> EXERCISE DESCRIPTION
Nothing in the records may change. Output them all exactly.

> INFORMATION GIVEN
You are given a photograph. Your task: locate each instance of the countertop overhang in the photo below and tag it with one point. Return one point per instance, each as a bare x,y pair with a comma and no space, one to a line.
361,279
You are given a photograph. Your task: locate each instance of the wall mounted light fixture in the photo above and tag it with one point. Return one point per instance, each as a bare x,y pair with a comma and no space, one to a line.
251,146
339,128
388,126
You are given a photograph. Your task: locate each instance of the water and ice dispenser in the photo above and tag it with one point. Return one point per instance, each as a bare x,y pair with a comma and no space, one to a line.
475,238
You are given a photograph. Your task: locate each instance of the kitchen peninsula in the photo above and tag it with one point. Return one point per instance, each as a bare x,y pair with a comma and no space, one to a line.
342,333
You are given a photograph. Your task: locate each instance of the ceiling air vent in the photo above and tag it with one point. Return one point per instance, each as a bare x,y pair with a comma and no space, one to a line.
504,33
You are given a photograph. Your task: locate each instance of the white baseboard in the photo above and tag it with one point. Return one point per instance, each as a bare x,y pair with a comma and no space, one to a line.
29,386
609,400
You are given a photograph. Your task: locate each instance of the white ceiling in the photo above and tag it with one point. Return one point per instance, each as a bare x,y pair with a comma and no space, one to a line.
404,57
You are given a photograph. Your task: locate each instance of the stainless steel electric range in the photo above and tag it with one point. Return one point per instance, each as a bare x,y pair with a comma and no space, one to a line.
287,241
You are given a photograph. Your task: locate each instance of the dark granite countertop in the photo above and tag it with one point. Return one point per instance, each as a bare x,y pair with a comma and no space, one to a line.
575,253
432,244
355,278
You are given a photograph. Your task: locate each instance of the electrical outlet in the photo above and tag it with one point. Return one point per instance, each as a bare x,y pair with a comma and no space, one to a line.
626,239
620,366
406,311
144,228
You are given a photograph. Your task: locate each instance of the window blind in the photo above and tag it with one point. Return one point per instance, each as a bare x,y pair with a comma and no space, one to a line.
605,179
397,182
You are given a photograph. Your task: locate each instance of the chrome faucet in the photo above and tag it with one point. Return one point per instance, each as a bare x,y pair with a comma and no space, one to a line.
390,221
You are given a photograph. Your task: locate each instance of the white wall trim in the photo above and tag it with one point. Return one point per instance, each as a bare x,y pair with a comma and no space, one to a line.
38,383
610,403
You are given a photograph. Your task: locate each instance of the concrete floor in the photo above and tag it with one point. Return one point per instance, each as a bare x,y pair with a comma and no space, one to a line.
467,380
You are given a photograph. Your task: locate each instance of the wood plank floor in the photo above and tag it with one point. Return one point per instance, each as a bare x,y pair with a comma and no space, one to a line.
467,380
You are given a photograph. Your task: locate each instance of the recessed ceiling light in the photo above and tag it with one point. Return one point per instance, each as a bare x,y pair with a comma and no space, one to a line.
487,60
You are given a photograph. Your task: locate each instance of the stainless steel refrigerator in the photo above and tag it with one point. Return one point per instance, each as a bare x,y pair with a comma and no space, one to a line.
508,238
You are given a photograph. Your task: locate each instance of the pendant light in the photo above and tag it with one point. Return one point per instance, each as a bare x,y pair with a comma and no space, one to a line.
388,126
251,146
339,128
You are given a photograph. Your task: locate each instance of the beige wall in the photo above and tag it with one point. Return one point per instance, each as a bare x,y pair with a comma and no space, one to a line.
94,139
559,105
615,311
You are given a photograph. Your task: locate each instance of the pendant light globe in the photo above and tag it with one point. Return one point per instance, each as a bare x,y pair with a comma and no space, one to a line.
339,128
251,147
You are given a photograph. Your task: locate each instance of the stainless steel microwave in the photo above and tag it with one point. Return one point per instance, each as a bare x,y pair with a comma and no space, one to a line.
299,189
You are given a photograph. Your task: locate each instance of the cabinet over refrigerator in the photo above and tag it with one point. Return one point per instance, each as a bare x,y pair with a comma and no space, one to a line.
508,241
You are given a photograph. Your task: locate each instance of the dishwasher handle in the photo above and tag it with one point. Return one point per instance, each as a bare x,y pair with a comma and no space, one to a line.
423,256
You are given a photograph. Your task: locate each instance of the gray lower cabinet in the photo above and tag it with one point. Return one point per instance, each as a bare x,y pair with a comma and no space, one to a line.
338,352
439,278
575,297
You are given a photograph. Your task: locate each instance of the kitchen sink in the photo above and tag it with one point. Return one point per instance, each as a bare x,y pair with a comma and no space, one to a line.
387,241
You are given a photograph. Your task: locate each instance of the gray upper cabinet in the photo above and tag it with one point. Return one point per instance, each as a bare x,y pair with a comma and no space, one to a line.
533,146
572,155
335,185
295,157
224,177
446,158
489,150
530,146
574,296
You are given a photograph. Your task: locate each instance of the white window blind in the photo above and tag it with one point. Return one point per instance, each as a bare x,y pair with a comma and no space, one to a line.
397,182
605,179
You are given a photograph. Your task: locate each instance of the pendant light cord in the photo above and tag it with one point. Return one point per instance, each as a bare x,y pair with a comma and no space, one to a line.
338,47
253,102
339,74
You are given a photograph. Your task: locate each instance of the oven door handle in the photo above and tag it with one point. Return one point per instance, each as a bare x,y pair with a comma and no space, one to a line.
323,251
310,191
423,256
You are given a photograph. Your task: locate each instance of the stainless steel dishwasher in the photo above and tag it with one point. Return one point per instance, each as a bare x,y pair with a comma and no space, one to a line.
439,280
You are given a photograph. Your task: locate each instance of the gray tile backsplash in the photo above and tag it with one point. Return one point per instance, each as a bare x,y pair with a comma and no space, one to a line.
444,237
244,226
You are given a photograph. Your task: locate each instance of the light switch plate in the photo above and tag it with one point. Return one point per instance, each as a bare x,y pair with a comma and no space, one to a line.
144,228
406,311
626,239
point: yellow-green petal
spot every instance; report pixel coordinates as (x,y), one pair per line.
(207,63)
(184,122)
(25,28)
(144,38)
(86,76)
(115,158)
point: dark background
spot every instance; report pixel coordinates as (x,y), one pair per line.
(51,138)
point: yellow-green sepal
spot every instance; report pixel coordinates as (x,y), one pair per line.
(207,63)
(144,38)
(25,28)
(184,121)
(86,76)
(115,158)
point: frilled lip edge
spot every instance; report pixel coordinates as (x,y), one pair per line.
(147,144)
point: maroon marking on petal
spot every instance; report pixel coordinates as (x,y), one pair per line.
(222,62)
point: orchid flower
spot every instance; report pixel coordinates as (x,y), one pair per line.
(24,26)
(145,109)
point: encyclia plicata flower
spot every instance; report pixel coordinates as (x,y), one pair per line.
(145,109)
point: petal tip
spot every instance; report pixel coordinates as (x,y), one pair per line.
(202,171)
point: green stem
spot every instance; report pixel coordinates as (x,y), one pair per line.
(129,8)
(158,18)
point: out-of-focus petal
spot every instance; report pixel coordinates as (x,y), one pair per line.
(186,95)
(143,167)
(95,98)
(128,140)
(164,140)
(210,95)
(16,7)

> TASK SOLUTION
You are given a photograph. Your task: locate each instance of the countertop overhang in the photo below and tag it with one point. Return one point per instance, each as a bare x,y pair with a comma and no space, one to a line.
361,279
You are given a photograph. Your task: locate each instance of the wall mounted light fixture in the photo above and tag it with one point. Return one point per instance, each as a bare x,y pair with a comma and no space, one to a line.
251,146
339,128
388,126
You are given a photograph. Your task: locate each instance of the water and ice dispenser in the photo above and tag it with one point. Return one point per instance, each as a bare x,y pair with a comma and no space, one to a line.
475,238
You are given a photograph. Your task: locate each instance of the kitchen peninsula in the photo above and tag it with one point. Return one point per instance, each as a bare x,y pair with a comma and no space, one to a line.
342,333
You are given a photograph. Your task: locate each instance of the ceiling air vent in the photo above and tag it with one point. Return one point per instance, each as a bare x,y pair with a comma and no space, one to a line.
504,33
You are given a photograph. Your task: locate each instance of the white baseboard in the photo above and tag it with one point. Return one point per instance, each as a bare x,y pair with a comma and no space, one to a line.
29,386
609,400
You are given a photograph. Your task: locate each instance of the white ceiling in the photo above and tag it with one point. Return one point per instance, each as a bare x,y pair with a comma and no space, one to a line.
404,57
You are given a photograph. Your task: locate each instance of the stainless steel electric range in the photo above and tag it with one point. Return one point per instance, each as a bare x,y pair with a comma and no space, one to a line.
287,241
You are given a photograph. Your task: locate each instance of the dark granite countertop in the photo above and tag it with one point. Return one point per instance, each as a bare x,y pair with a comma and no space, one to a line.
575,253
432,244
355,278
You are given a photograph. Your task: locate each instance of the electrical outlet in the photo above and tag it with one point. Return one point per instance, each as a bare x,y pair with a comma and no space, one to a line.
626,239
620,366
406,311
144,228
You are given a photograph. Your task: locate each instance of the window blind in the photo above and tag it with one point. Return one point per instance, each as a bare x,y pair with a comma and no space, one to a line.
605,179
397,182
You are given a photograph. Your task: locate each instance of the chrome faucet in the photo above and tag it with one point. Return one point per instance, each as a bare x,y pair with a comma and no space, one to a line.
390,221
You are given a photograph. Your task: locate each instance of the white wall trim in the photo above and tag it with one point. Return one point per instance, each as a bare x,y pair with a comma and no space, one to a line.
38,383
610,403
You are given a photograph. Your task: locate each instance of the concrete floor in the photo above and tag it with one point. Return one point per instance, each as a bare x,y pair with a comma and no space, one to a line.
467,380
You are given a photograph. Your task: locate each instance of the wood plank floor in the photo above and tag it with one point. Return one point per instance, each as a bare x,y pair with a comma and no space, one to a line.
467,380
You are given a photograph. Your task: locate each instance of the recessed ceiling light in the photo above and tag it with one point. Return one point per instance, each as a bare x,y pair with a comma and no space, one to a line.
487,60
You are given a photograph. Your task: locate each instance of the stainless steel refrigerator in the photo above and tag it with one point. Return one point per instance, each as a bare x,y pair with a comma and no space, one to a line.
508,238
You are given a photograph. Your task: locate each instance of the pendant light in the photo above and tag it with one point. Return one point per instance, each as a bare x,y pair with a comma and no space, one to a line.
388,126
251,146
339,128
You are given a photograph. Your task: locate each instance of the beige wall in the photo above and tag it with one point. Return one point per instance, each as a bare x,y pair with a comma and no space, one to a line.
94,139
559,105
615,311
You are given a photograph. Your task: locate each instance of the pendant light globe in the photo above and tag it with one point. Return one point per instance, each as a bare x,y pair with a comma and no space, one to a line.
339,128
251,147
You are given a photograph. Your task: locate each instance of the stainless steel microwave in the photo above and tag it with one point. Return one point per instance, each as a bare x,y pair with a comma and no space, one to a line.
299,189
You are given a photograph. Your task: locate each instance of the cabinet over refrigerator in the photo above and tag it with one point. Return one point per instance, each as a bare x,y pair with a comma and no space, one to a line.
508,241
You are given a photograph. Your task: locate each instance of the dishwasher handle in the photo above and tag it with one point. Return one point per instance, each as a bare x,y pair with a comma and no space, one to a line.
423,256
You are given a photograph. Your task: locate each instance of the gray lower cabinet in the photo above and tag it with one point. Return one point per instance, each as a bare x,y pair with a comma and no space, one to a line.
338,352
439,278
575,297
You are given a photograph. Your task: locate each instance of the kitchen sink in the photo above and tag it with one point. Return one point per instance, each as a bare x,y pair with a comma and no space, one to a line.
387,241
You are given a photograph. Your task: locate each instance of the gray upper cabinet in the photo above and tag it with one point. Return one point per instance, each as a bare x,y pair with a comma and no space, one to a line.
533,146
572,155
335,185
295,157
224,177
446,158
489,150
530,146
574,296
You are given a photograph. Your task: locate each instance of the white window blind in the photo above and tag it with one point. Return one point per instance, each as a bare x,y pair with a comma and no space, one to a line.
397,182
605,179
You are given a photograph. Your task: locate each instance of the pendant light cord in the photo above and tag it with one point. Return one point per instance, each as a bare x,y pair with a comma and no space, one to a line.
338,47
253,102
339,74
You are given a photograph. Your task: locate each instance of the oven door handle in the photo above and tag it with one point. Return one point per instance, each as a bare x,y pair with a comma and no space, one to a line.
323,251
310,191
423,256
You are given a photograph. Your task: locate each instance of the stainless steel dishwasher in the photo above and tag it with one point. Return one point per instance, each as a bare x,y pair with a comma and no space, one to a line.
439,280
You are given a photograph. Your task: locate each instance of the gray tile backsplash in the photo above and tag it with one point. Return one point per instance, each as a bare x,y pair with a comma and no space, one to a line.
444,237
244,226
You are given a photograph. Your task: locate each instance of the light switch plate in the photo above and tag it with one point. Return one point per instance, each as a bare x,y pair with a comma and no space, one to a line.
144,228
406,311
626,239
point: yellow-green petal
spot every instance; report pixel coordinates as (x,y), one pair per line.
(207,63)
(184,122)
(25,28)
(144,38)
(86,76)
(115,158)
point: dark background
spot every instance; report pixel coordinates as (x,y), one pair per line.
(51,138)
point: yellow-green sepal
spot every instance; report pixel coordinates as (x,y), one pair per line.
(207,63)
(144,38)
(25,28)
(184,121)
(86,76)
(115,158)
point: frilled lip edge
spot every instance; report pixel coordinates as (x,y), one pair per line.
(147,144)
point: maroon marking on petal
spot every instance; report pixel coordinates as (x,y), one pair per line.
(222,62)
point: orchid flower
spot every instance; report pixel coordinates as (x,y), one pair per line.
(24,26)
(145,109)
point: encyclia plicata flower
spot every instance; report pixel coordinates as (x,y), one pair per line.
(145,109)
point: petal tip
spot every instance; report pixel coordinates as (x,y), one pair per line.
(202,171)
point: green stem
spot every instance; report pixel coordinates as (x,y), one pair per line.
(129,8)
(158,18)
point: out-of-focus petal
spot every instance; report pixel coordinates as (x,y), one pair per line.
(186,95)
(143,167)
(95,98)
(128,140)
(164,140)
(210,95)
(16,7)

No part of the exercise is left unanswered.